◆ **Exercise prompt**
Could you repeat, word for word, every line from the one containing "bare tree in the photo above." through the final line of the records below, and nothing else?

** Begin Entries shown **

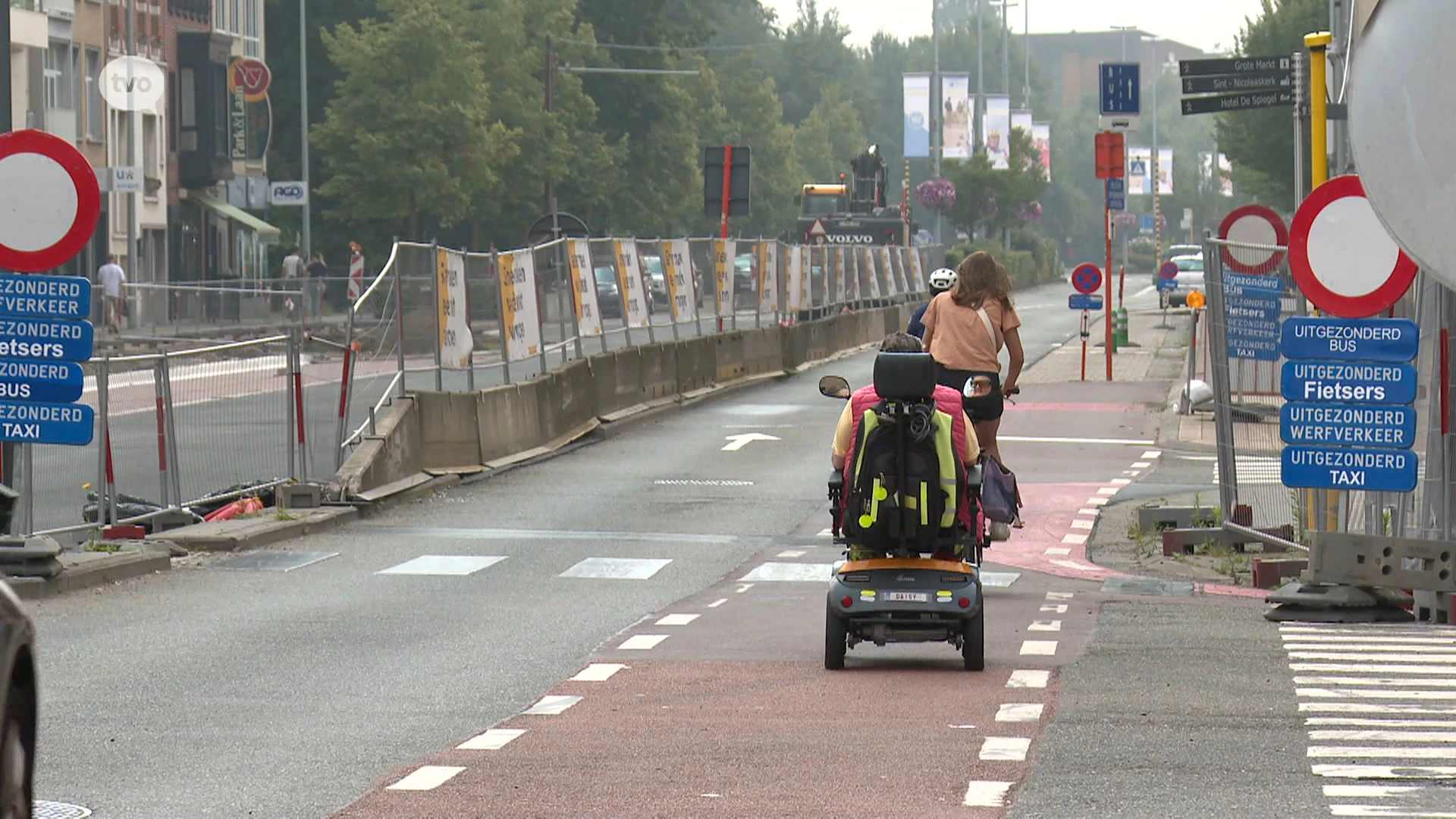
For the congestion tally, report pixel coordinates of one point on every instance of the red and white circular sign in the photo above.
(50, 202)
(1253, 224)
(1341, 256)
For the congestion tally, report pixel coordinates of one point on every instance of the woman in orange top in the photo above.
(965, 331)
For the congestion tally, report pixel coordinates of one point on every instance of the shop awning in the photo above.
(265, 232)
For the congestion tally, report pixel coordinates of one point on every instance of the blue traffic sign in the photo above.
(1340, 382)
(72, 425)
(1087, 278)
(44, 297)
(1381, 428)
(41, 381)
(1369, 469)
(1120, 88)
(52, 340)
(1345, 340)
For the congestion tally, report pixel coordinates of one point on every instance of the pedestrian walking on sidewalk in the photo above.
(114, 286)
(965, 330)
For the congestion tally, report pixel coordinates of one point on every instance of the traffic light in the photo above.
(737, 181)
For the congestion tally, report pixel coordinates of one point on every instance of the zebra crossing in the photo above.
(1379, 704)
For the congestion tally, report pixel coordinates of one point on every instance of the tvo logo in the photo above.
(133, 83)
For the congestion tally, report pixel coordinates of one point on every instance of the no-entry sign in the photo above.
(1087, 278)
(1341, 256)
(1253, 224)
(50, 202)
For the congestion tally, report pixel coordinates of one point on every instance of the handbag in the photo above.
(1001, 499)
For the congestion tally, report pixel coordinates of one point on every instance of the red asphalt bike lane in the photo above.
(720, 704)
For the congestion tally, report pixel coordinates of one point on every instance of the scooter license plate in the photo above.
(908, 596)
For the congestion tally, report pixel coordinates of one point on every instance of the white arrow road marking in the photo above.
(739, 442)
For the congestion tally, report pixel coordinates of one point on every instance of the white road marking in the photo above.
(1381, 736)
(987, 795)
(1019, 711)
(1028, 678)
(552, 704)
(617, 567)
(598, 672)
(492, 739)
(455, 566)
(425, 777)
(1038, 648)
(1114, 442)
(1005, 748)
(1365, 752)
(789, 573)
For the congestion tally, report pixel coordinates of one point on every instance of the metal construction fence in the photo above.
(1245, 378)
(185, 431)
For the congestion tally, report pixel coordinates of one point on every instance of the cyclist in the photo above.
(941, 280)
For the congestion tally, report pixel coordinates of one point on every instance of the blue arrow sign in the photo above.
(1347, 382)
(1369, 469)
(1345, 340)
(72, 425)
(1382, 428)
(44, 297)
(41, 381)
(53, 340)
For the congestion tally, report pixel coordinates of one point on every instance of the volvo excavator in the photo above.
(852, 212)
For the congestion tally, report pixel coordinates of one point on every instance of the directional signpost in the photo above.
(1238, 83)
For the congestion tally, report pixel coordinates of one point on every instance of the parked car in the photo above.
(1190, 279)
(19, 707)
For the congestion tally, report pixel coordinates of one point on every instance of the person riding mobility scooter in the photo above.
(906, 509)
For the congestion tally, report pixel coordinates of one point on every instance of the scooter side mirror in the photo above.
(835, 387)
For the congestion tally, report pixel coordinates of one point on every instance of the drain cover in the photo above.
(273, 560)
(1147, 586)
(58, 811)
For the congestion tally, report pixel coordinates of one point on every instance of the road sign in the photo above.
(1257, 80)
(25, 422)
(1087, 278)
(1341, 256)
(1347, 382)
(44, 297)
(1369, 469)
(47, 340)
(1237, 101)
(1117, 194)
(50, 202)
(1120, 86)
(41, 381)
(1366, 340)
(1381, 428)
(1253, 224)
(1232, 66)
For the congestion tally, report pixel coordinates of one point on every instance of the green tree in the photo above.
(410, 131)
(1260, 145)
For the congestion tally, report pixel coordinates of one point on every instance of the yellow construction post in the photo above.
(1318, 175)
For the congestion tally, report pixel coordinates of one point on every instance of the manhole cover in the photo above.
(1147, 586)
(273, 560)
(58, 811)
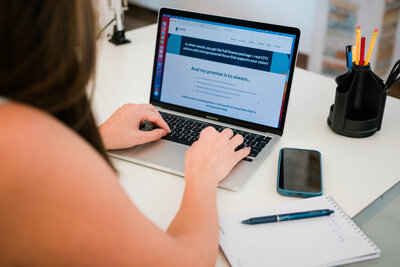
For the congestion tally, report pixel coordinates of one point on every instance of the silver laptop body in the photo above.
(169, 156)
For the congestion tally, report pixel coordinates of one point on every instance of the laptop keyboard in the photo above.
(186, 131)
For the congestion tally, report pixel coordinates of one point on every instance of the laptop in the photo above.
(220, 72)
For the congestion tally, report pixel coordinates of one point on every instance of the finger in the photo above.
(237, 140)
(207, 131)
(227, 132)
(149, 107)
(155, 117)
(242, 153)
(152, 135)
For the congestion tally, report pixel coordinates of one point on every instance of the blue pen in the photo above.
(349, 57)
(288, 216)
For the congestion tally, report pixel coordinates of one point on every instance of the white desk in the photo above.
(355, 171)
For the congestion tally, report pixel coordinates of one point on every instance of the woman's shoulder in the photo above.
(32, 141)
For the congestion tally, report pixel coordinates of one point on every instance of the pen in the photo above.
(362, 51)
(371, 46)
(358, 36)
(348, 57)
(288, 216)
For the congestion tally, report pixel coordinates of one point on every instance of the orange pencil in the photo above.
(371, 46)
(358, 36)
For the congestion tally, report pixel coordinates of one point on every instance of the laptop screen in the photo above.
(223, 69)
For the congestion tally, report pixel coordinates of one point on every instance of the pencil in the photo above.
(371, 46)
(358, 36)
(362, 51)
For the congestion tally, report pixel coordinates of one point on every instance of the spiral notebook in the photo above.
(324, 241)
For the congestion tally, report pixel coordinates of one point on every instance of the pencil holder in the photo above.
(359, 103)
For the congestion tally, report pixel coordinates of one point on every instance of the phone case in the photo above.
(292, 193)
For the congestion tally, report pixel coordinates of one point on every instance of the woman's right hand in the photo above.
(213, 156)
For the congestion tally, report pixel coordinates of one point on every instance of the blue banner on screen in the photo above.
(235, 72)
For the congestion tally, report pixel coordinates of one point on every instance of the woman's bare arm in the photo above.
(61, 204)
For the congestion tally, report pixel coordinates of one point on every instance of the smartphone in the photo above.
(299, 173)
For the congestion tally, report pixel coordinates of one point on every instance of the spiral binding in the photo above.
(337, 208)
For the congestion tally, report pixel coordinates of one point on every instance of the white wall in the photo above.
(295, 13)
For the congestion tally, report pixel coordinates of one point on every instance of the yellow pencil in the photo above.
(358, 37)
(371, 46)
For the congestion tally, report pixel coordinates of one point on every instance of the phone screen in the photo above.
(300, 170)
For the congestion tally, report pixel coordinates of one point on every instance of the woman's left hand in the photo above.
(121, 130)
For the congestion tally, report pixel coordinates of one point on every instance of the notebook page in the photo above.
(322, 241)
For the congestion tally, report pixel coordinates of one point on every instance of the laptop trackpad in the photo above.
(161, 154)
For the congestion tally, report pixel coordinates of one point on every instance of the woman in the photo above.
(60, 201)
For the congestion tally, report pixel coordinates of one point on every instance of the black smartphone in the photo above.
(299, 173)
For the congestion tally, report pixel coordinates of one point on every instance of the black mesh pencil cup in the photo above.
(359, 103)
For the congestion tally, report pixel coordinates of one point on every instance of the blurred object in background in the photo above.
(339, 19)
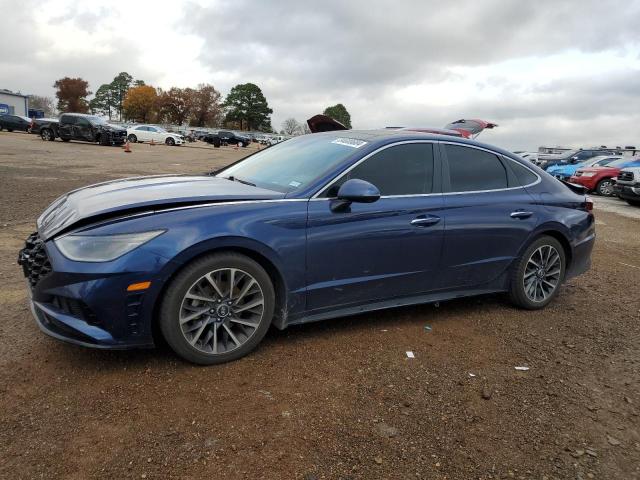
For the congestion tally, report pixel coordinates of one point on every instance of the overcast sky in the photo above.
(548, 72)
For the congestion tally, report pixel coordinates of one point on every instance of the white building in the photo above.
(13, 103)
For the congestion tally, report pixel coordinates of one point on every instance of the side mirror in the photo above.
(359, 191)
(354, 190)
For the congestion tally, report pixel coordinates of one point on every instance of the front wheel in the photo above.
(605, 187)
(217, 309)
(537, 276)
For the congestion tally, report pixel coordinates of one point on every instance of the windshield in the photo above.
(96, 120)
(293, 164)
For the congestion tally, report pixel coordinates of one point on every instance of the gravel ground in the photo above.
(333, 400)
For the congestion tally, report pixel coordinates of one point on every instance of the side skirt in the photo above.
(393, 303)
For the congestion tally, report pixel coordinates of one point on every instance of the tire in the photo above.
(218, 325)
(525, 274)
(605, 187)
(47, 135)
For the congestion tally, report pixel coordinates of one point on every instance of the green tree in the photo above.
(119, 88)
(339, 112)
(207, 109)
(46, 104)
(72, 95)
(291, 126)
(103, 103)
(246, 105)
(176, 105)
(140, 103)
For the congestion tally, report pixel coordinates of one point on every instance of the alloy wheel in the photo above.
(606, 188)
(221, 311)
(542, 273)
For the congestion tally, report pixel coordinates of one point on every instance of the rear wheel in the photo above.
(605, 187)
(538, 274)
(217, 309)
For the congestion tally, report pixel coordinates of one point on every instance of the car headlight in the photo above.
(102, 248)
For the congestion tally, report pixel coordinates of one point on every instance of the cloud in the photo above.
(546, 71)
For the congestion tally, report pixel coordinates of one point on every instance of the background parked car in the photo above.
(37, 124)
(146, 133)
(627, 185)
(232, 138)
(601, 179)
(564, 172)
(15, 122)
(575, 156)
(85, 128)
(529, 156)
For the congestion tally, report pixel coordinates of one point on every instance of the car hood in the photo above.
(598, 169)
(138, 194)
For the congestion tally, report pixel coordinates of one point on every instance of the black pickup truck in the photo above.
(85, 128)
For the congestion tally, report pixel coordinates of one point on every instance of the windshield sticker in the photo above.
(350, 142)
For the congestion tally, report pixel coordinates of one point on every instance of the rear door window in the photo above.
(473, 170)
(524, 175)
(398, 170)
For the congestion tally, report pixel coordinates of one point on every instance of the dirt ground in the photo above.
(333, 400)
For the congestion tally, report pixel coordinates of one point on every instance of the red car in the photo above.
(601, 179)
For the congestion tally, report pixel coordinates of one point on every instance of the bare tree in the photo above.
(291, 126)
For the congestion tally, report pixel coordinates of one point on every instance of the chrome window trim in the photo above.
(384, 147)
(316, 197)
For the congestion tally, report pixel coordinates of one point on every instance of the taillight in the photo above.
(588, 204)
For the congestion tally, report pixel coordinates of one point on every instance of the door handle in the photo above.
(425, 221)
(521, 214)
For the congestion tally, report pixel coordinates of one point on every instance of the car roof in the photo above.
(383, 136)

** End Entries shown **

◆ **Task answer**
For the congestion tally, report pixel coordinates of one point on every instance of the bare tree in the photo above.
(291, 126)
For the congestion tally, report pixel coordinates of one point on every instance of the chrome window trim in the photo above.
(384, 147)
(316, 197)
For the congestion tally, report pixel coordinates of one point on every instance of the taillight in the photo above.
(588, 204)
For the congestion tally, report pixel coordinates of one point on every instance of the door handle in the photo above.
(425, 221)
(521, 214)
For the congestion tally, report pixel coordinates of one point on every instance of the car roof in the photo above.
(383, 136)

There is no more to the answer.